[Opening PROVIDED ENTRIES section]

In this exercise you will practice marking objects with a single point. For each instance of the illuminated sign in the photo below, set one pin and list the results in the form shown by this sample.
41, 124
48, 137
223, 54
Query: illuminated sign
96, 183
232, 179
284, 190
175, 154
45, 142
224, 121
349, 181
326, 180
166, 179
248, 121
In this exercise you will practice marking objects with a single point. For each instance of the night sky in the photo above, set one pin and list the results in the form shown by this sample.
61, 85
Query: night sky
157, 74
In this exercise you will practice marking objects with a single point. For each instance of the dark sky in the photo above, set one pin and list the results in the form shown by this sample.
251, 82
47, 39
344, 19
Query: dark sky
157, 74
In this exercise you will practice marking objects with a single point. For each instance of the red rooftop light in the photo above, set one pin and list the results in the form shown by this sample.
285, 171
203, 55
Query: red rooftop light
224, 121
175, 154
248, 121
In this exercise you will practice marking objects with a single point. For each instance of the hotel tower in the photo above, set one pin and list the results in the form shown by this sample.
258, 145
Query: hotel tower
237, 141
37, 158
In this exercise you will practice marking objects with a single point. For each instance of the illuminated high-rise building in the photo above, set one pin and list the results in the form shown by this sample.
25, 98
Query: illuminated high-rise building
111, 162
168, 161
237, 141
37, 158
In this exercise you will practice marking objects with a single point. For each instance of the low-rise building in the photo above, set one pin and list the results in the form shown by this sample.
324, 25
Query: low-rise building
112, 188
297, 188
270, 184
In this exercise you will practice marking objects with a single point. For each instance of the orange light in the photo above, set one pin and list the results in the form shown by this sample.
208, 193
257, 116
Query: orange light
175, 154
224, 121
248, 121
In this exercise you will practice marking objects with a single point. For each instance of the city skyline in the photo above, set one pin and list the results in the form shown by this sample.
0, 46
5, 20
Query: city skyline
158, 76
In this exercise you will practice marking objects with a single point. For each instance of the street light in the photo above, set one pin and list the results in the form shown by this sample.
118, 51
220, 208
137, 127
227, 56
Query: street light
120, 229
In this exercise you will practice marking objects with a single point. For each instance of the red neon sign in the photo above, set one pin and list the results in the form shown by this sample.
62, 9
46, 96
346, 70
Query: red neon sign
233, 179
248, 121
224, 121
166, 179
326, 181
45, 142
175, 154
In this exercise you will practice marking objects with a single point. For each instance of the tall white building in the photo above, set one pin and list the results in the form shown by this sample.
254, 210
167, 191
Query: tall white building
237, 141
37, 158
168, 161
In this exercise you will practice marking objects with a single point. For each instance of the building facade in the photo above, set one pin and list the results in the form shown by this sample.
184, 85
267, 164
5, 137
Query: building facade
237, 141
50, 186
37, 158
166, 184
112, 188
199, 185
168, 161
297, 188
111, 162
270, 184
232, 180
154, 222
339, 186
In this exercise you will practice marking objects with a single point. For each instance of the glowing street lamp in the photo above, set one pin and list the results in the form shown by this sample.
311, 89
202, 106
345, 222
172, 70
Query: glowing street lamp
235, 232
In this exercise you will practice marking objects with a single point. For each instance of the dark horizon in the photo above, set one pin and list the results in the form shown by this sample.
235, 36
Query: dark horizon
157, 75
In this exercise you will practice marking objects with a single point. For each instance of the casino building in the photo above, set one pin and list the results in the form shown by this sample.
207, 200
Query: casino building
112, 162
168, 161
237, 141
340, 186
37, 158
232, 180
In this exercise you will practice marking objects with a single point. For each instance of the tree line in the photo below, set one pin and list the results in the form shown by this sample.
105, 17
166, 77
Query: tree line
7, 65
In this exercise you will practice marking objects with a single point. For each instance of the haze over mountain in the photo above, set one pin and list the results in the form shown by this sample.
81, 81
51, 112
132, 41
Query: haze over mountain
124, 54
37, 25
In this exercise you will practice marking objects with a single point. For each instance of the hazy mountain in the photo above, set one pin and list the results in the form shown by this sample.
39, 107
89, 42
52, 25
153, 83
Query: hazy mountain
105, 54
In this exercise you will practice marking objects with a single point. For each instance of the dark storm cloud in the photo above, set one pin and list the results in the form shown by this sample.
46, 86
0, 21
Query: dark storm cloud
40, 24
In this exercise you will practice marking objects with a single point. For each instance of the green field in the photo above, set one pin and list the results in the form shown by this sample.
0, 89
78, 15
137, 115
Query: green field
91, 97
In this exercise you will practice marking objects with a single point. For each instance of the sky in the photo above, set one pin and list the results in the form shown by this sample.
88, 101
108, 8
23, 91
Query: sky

[Closing PROVIDED ENTRIES section]

» **EXERCISE AIM**
The required result is an identical copy of the records above.

» **RESPONSE BELOW**
In this exercise you will practice marking objects with a single point. For each instance of the illuminated sign in the photo below, set one pin and list the results in the form shown by this sample.
41, 124
48, 137
223, 54
Query: illuminated sign
96, 183
232, 179
284, 190
175, 154
45, 142
224, 121
349, 181
326, 180
166, 179
248, 121
In this exercise you will practice marking objects with a single point. For each instance of the night sky in the photo above, set one pin and list the results in the form shown by this sample.
61, 85
Query: night sky
157, 74
In this exercise you will practice marking objects with a single point. For each instance of the dark sky in the photo above, set one pin and list the results in the form shown by this sample.
251, 82
47, 39
344, 19
Query: dark sky
157, 74
In this exercise you will practice marking objects with a single point. For each instance of the red rooftop light in the photo above, set one pin and list the results in the form shown by this sample.
285, 171
203, 55
Query: red rooftop light
224, 121
175, 154
248, 121
In this exercise you will practice marking objects with a single point. For each instance of the hotel tower in the photo above, set one pin and list the results in the form shown by this sample.
258, 145
Query: hotel tower
237, 141
37, 158
In this exercise you will practice marking objects with a single point. For each instance of the illuminated high-rise building in the photo above, set one pin and list the results in the form shown by this sample.
25, 98
Query: illuminated high-rise building
111, 162
168, 161
237, 141
37, 158
In this exercise you will practice marking objects with a single point. For each instance of the low-rise building in the photo above, set one pin and list the results in the form shown by this sample.
324, 25
Query: low-rise building
112, 188
297, 188
270, 184
In this exercise you will practice marking objects with a single point. For each instance of the orange light in the photo above, set one pin and list the results in the form shown by this sample.
208, 193
257, 116
Query: orange light
175, 154
224, 121
248, 121
In this exercise you will practice marking objects with a single point. For each instance of the city skyline in the photo above, set one pin and list the results in the form shown by this sample.
0, 46
5, 20
Query: city skyline
158, 76
In this exercise you will practice marking objects with a single point. For each instance of the street light in the photo above, set one pin and list the results in the form shown by this sample.
118, 51
220, 208
137, 127
227, 56
Query: street light
120, 229
In this exercise you will practice marking objects with a single point. For each instance of the red neon sign in the photo above, set one pin and list the results in the form shown by this sample.
62, 9
46, 96
346, 70
Query: red neon sign
233, 179
248, 121
224, 121
166, 179
326, 181
45, 142
175, 154
In this exercise you will practice marking objects with a single point. For each instance of the tall white building in the photo above, set one pin and list the results in the form shown by this sample.
254, 210
167, 191
Query: tall white building
237, 141
37, 158
168, 161
In this exercise you will practice marking objects with a single point. For each instance of the building facade in the photo above, set one pin and list the results in the form shown by this sample.
184, 85
267, 164
5, 137
Query: building facade
237, 141
50, 186
37, 158
166, 184
112, 188
199, 185
168, 161
297, 188
111, 162
270, 184
232, 180
154, 222
339, 186
In this exercise you will practice marking objects with a single point. For each instance of the glowing street lamp in the photo above, set one pin and list the results in the form shown by this sample.
311, 89
202, 106
345, 222
172, 70
Query: glowing street lamp
235, 232
In this exercise you will practice marking objects with a single point. For each instance of the dark horizon in the photo above, set one pin and list the results in the form shown by this sample.
235, 36
Query: dark horizon
157, 75
In this exercise you will practice marking objects with a single point. For each instance of the casino building in the photo above, set one pin and list the results in the form shown by this sample.
207, 200
Query: casino building
112, 162
168, 161
237, 141
340, 186
37, 158
232, 180
In this exercise you will practice marking objects with a single point. For each instance of the tree line in the photo below, set one pin and list the results in the form shown by this sample.
105, 17
166, 77
Query: tree line
7, 65
In this exercise you will practice marking objects with a single point. For each instance of the haze over mountain in the photo above, set one pin and list the results in the form shown by this sample.
81, 81
51, 112
132, 41
Query: haze over mountain
124, 54
37, 25
In this exercise you will practice marking objects with a single point. For each instance of the hazy mountain in the photo above, set one pin and list the results in the form shown by this sample.
39, 107
89, 42
52, 25
153, 83
Query: hazy mountain
105, 54
In this exercise you will practice marking objects with a single point. For each instance of the dark storm cloud in the photo above, set one pin and list the results in the form shown by this sample.
46, 86
0, 21
Query: dark storm cloud
40, 24
In this exercise you will practice marking objects with a single point. For each instance of the green field in the photo above, set one pin and list the results in the form shown by this sample.
0, 89
78, 15
137, 115
Query: green field
91, 97
In this exercise you will practice marking objects with a single point. For each instance of the sky in the photo above, set one pin and list the results in the form shown by this sample.
88, 101
108, 8
23, 91
Query: sky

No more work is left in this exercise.